The task. Copy, exactly and without additions, every line in the records below from the one holding "[(199, 394), (311, 176), (429, 373), (307, 46)]" through the one holding "Exercise. Mark the wooden post", both ends included.

Given records.
___

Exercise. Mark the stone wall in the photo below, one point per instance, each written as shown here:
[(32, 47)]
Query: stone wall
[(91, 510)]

___

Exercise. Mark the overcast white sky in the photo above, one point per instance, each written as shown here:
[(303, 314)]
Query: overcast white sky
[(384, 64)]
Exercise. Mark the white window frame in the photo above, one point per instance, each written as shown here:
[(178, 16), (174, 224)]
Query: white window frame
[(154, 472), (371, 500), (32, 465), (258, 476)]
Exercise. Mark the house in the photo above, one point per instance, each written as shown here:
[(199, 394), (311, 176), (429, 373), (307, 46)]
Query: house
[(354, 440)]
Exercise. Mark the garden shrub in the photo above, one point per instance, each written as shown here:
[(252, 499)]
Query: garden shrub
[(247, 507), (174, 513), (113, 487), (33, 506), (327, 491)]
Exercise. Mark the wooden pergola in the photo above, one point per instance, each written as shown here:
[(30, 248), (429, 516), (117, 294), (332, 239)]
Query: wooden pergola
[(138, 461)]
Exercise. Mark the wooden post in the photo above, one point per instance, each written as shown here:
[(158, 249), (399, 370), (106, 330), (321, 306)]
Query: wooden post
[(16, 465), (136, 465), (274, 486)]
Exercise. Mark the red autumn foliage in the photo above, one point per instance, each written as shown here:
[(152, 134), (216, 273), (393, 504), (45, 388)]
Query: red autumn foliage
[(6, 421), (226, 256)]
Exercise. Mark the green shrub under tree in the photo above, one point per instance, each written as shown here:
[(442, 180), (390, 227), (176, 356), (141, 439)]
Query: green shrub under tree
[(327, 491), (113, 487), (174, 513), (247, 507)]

___

Answer for the task.
[(199, 394), (311, 176), (429, 373), (307, 46)]
Query: house
[(354, 440)]
Exercise. Mark the garden shrub in the photo above, one point per instance, each written as shown here:
[(252, 499)]
Query: garden shrub
[(247, 507), (174, 513), (113, 487), (33, 506), (327, 491)]
Exercise. Mark the wooden pergola in the photo above, one point per instance, each written as shown here:
[(30, 248), (429, 516), (117, 294), (332, 239)]
Query: wooden pergola
[(138, 461)]
Exercise. Mark the wooden post in the photo above, one point per instance, each written as shown here:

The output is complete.